## [EXCERPT]
## START

Both briefs introduce as part of their case against same-sex marriage a curious new argument about the “social risks” presented not by homosexual couples but by heterosexual couples. The point is that reckless sexual relations between unmarried heterosexuals can produce unintended offspring, which are a potential burden to society, whereas reckless sex between homosexual couples doesn’t pose this threat. Therefore, the briefs say, society has reason to offer heterosexual couples, not gay and lesbian couples, the distinct benefits of marriage.
One immediate objection to this inverted argument is obvious: Why should gays and lesbians be denied the benefits of marriage because they don’t present the same social risks that heterosexuals do? In any case, denying gay couples the right to marry would not do anything to steer reckless sexually active heterosexuals toward the responsibilities of marriage.
Is procreation a defining element in defining a legitimate marriage?

## END

## [DATA SECTION]
## START

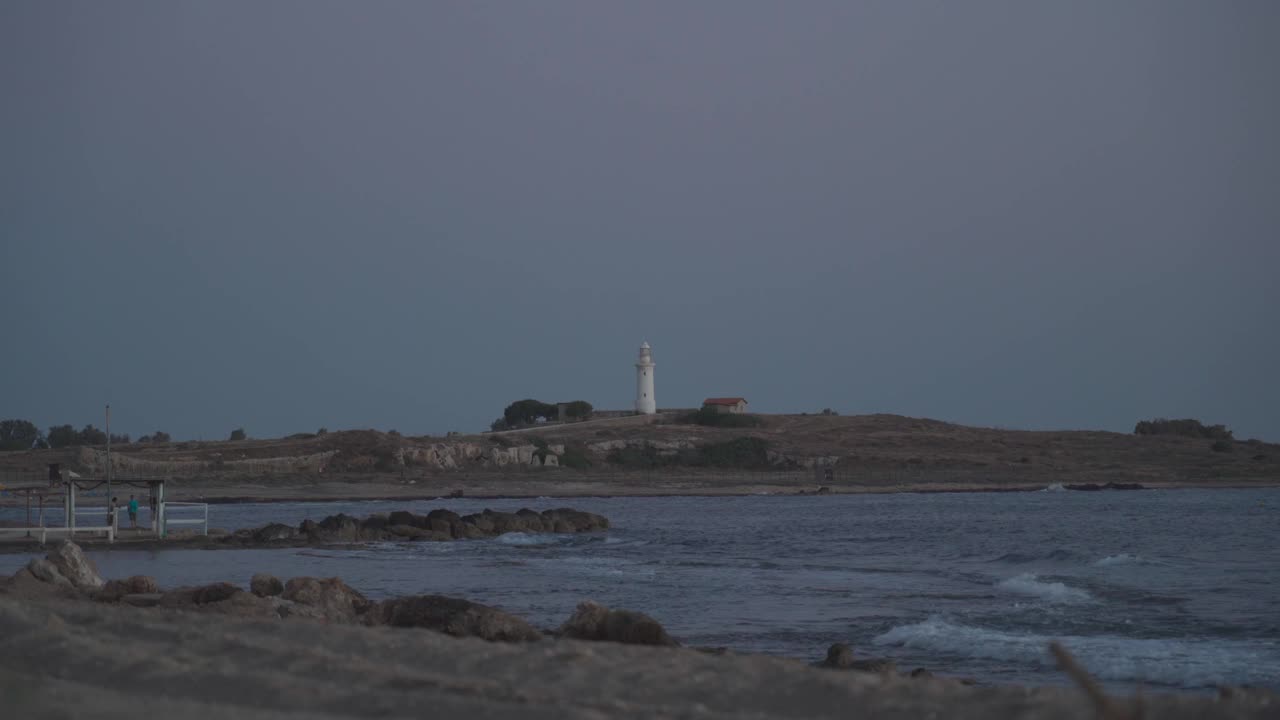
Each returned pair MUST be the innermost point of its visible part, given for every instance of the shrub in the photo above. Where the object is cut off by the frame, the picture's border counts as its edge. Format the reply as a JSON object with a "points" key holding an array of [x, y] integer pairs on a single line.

## END

## [THINGS TO DO]
A. Write out the same-sex marriage passage from "One immediate objection" up to and including "responsibilities of marriage.", switching "objection" to "criticism".
B. Resume the passage on the same-sex marriage briefs from the point where it stops.
The lines above aren't needed here.

## [THE ANSWERS]
A.
One immediate criticism to this inverted argument is obvious: Why should gays and lesbians be denied the benefits of marriage because they don’t present the same social risks that heterosexuals do? In any case, denying gay couples the right to marry would not do anything to steer reckless sexually active heterosexuals toward the responsibilities of marriage.

B.
Inside and outside the church, marriage has long been defined as the lifelong commitment of two people to sharing all things in life: children, property, money, joys, sorrows, poverty, prosperity. What Christians have added to this general understanding is not an insistence on procreation but rather an insistence that marriage mirrors in some way God’s fidelity to creation and to God’s people. Because marriage reflects God’s faithfulness, Christians believe that living out an unconditional lifelong commitment to another person offers a way of living more deeply into God’s purposes for one’s own life. Marriage offers a path leading one out of selfish desires into greater concern for the welfare of others. That distinctively Christian understanding of marriage would not be damaged by a legal endorsement of same-sex marriage. It could even be enhanced. [14]
A couple of interesting published comments followed that statement:
Luther and Calvin both challenged the theological norm of their day that marriage was first, for the procreation of children. Rather, they posited, God had provided a way out of human loneliness via the call to lifelong committed relationship.
(Jesus’ and Paul’s recorded words never connected the institution of marriage with procreation).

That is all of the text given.